■ TEXT SHOWN:
Studio album by Latto
- Released: May 29, 2026
- Genre: Hip-hop
- Length: 55:01
- Labels: RCA; Streamcut;
- Producers: 21 Savage; BassKid; Bren; Bryvn; Cole; Coupe; Gitty; GloRilla; Go Grizzly; Hardo; Ice Chain; Jake; Kid Hazel; Rex Kudo; Latto; London Jae; MadisonLST; Mikewavvs; The Monsters & Strangerz; Note; Tommy Parker; Pooh Beatz; Plu20 Nash; Will Rice; Romano; Sango; Daniele Sartori; Sexyy Red; Supakaine; Teyana Taylor; Thankyouwill; Wax Roof; Bryan Yepes;

Latto chronology
| Sugar Honey Iced Tea (2024) | Big Mama (2026) |  |

Singles from Big Mama
- "Somebody" Released: May 16, 2025; "Business and Personal (Intro)" Released: March 20, 2026; "GOMF" Released: April 24, 2026; "Okayyy" Released: August 4, 2026;

= Big Mama (album) =

Big Mama is the fourth studio album by American rapper Latto. It was released through Streamcut and RCA Records on May 29, 2026. The album serves as the follow-up to her 2024 album, Sugar Honey Iced Tea, and was supported by four singles: "Somebody", "Business and Personal (Intro)", "GOMF", and "Okayyy". The album contains guest appearances from GloRilla, Doja Cat, 21 Savage, Sexyy Red, Mariah the Scientist, Odeal, Wizkid, Teyana Taylor, and Jelly Roll.

== Release and promotion ==
The album's lead single, "Somebody", was released on May 16, 2025. The second single, "Business and Personal (Intro)", was released on March 20, 2026, and the same day, Latto announced the album, and that she was pregnant with her first child with rapper, 21 Savage. She released the single "GOMF", featuring GloRilla, on April 24, 2026. On May 8, 2026, Latto announced on X that Big Mama would be her final album. On May 29, she clarified that this was indeed the last album she owed the label and that "I wouldn't say I'm retiring today." "Okayyy", featuring Doja Cat, was released as the fourth single to US rhythmic and urban radio on August 4, 2026.

== Critical reception ==

Professional ratings
Aggregate scores
| Source | Rating |
| Metacritic | 76/100 |
Review scores
| Source | Rating |
| Clash | 8/10 |
| NME | Star |
| Pitchfork | 7.3/10 |
| RapReviews | 7/10 |
| Rolling Stone | Star Half star |

== Commercial performance ==
Big Mama debuted at number sixteen on the US Billboard 200 and number six on the Top R&B/Hip-Hop Albums charts selling 33,000 album-equivalent units.

■ TASK 1: For each statement about the Big Mama album article, answer yes or no according to the article, and quote the words that decide it. (a) Big Mama is Latto's third studio album. (b) The single "GOMF" features GloRilla. (c) Big Mama debuted at number six on the US Billboard 200.
■ TASK 2: According to the Big Mama album article, how many album-equivalent units did the album sell when it debuted?
■ TASK 3: Retype the passage of the Big Mama album article above from "Latto chronology" to "and Jelly Roll.", word for word.

■ ROWS:
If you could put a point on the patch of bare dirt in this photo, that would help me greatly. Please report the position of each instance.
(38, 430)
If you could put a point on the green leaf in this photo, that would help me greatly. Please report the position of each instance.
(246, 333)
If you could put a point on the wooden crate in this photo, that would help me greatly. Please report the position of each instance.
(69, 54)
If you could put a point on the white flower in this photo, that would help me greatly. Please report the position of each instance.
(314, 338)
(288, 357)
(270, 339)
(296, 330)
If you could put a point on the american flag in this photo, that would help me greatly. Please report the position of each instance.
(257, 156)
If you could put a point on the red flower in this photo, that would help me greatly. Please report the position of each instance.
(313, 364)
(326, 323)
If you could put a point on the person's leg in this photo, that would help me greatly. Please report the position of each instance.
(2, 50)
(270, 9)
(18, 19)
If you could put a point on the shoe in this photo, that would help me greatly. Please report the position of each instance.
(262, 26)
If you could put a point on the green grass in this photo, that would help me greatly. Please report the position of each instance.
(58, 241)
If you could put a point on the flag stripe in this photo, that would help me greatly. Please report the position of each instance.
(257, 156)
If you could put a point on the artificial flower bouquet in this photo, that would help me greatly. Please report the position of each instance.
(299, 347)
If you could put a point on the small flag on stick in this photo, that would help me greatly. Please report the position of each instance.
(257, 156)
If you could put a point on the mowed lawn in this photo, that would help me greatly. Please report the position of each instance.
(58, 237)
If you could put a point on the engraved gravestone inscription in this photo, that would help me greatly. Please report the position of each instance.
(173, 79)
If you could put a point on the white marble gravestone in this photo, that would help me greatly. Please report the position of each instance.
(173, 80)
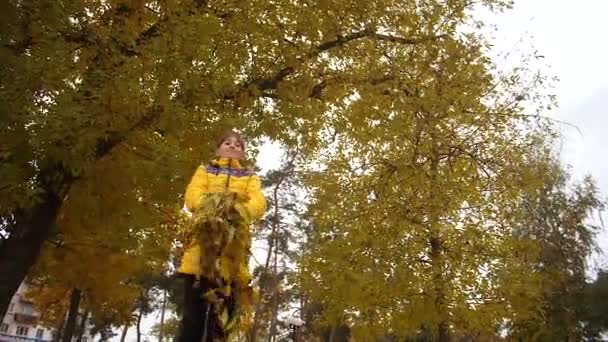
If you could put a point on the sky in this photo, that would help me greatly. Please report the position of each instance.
(571, 36)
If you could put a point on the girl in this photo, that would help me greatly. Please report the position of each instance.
(225, 199)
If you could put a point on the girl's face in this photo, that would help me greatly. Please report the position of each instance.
(230, 148)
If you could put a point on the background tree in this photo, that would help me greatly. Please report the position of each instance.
(557, 218)
(108, 105)
(414, 198)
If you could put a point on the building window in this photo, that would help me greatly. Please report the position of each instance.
(22, 331)
(28, 309)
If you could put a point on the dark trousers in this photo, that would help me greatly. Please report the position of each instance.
(198, 317)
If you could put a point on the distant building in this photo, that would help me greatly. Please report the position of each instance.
(21, 322)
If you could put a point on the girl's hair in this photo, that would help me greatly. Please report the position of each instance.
(231, 134)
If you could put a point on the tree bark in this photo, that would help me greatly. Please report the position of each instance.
(72, 316)
(162, 317)
(435, 241)
(83, 325)
(123, 336)
(138, 326)
(59, 329)
(20, 250)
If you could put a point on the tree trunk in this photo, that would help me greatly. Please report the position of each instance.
(20, 251)
(83, 325)
(138, 326)
(59, 329)
(434, 227)
(124, 333)
(72, 316)
(275, 304)
(162, 317)
(272, 245)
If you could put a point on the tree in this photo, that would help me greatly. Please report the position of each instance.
(170, 329)
(414, 199)
(556, 217)
(108, 105)
(279, 233)
(595, 314)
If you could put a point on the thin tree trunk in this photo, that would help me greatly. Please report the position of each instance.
(72, 315)
(83, 325)
(123, 336)
(275, 304)
(59, 329)
(162, 317)
(436, 246)
(138, 326)
(272, 242)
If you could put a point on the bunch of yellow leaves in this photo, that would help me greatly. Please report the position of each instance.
(221, 229)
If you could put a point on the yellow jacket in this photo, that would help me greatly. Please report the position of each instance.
(219, 176)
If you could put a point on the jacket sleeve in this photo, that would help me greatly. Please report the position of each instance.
(256, 206)
(197, 187)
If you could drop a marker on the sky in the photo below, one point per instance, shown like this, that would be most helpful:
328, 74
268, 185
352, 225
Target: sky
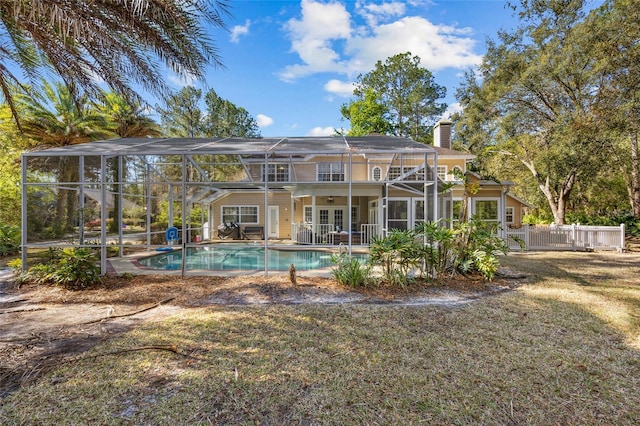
292, 64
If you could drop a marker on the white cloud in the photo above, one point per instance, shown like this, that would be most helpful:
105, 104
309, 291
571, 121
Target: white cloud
181, 81
340, 88
239, 30
438, 46
264, 120
373, 13
312, 36
327, 40
322, 131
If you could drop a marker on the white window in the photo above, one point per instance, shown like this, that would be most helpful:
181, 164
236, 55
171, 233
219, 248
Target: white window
308, 214
458, 173
510, 213
240, 214
376, 173
413, 173
442, 172
276, 173
330, 172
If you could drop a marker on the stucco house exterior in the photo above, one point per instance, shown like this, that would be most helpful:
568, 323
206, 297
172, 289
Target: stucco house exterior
305, 190
488, 199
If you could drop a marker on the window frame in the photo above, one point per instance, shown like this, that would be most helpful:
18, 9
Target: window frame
224, 216
273, 174
330, 175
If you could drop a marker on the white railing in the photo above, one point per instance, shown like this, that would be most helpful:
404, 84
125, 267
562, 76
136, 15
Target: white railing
566, 237
304, 233
369, 231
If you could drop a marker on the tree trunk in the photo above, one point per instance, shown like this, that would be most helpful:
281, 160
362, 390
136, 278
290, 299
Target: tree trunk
634, 187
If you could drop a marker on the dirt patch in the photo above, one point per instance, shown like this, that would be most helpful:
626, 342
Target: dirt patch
44, 324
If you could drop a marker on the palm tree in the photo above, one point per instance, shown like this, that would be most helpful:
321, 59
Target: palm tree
55, 119
120, 43
127, 118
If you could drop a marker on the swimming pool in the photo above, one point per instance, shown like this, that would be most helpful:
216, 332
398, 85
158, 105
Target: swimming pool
240, 258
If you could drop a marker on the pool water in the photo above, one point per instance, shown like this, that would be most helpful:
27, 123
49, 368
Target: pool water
240, 258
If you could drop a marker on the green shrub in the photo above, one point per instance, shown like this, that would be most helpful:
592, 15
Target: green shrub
350, 271
15, 265
397, 254
74, 268
478, 246
9, 240
435, 250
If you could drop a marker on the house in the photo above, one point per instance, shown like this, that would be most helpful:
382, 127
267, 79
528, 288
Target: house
309, 190
490, 200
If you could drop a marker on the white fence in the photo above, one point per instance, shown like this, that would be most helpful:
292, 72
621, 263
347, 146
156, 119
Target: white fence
566, 237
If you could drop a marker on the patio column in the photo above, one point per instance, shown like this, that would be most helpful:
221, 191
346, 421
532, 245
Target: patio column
350, 202
265, 213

■ TASK ANSWER 1:
(a) No: "Big Mama is the fourth studio album by American rapper Latto."
(b) Yes: "She released the single "GOMF", featuring GloRilla, on April 24, 2026."
(c) No: "Big Mama debuted at number sixteen on the US Billboard 200"

■ TASK ANSWER 2: 33,000 album-equivalent units.

■ TASK ANSWER 3:
Latto chronology
| Sugar Honey Iced Tea (2024) | Big Mama (2026) |  |

Singles from Big Mama
- "Somebody" Released: May 16, 2025; "Business and Personal (Intro)" Released: March 20, 2026; "GOMF" Released: April 24, 2026; "Okayyy" Released: August 4, 2026;

= Big Mama (album) =

Big Mama is the fourth studio album by American rapper Latto. It was released through Streamcut and RCA Records on May 29, 2026. The album serves as the follow-up to her 2024 album, Sugar Honey Iced Tea, and was supported by four singles: "Somebody", "Business and Personal (Intro)", "GOMF", and "Okayyy". The album contains guest appearances from GloRilla, Doja Cat, 21 Savage, Sexyy Red, Mariah the Scientist, Odeal, Wizkid, Teyana Taylor, and Jelly Roll.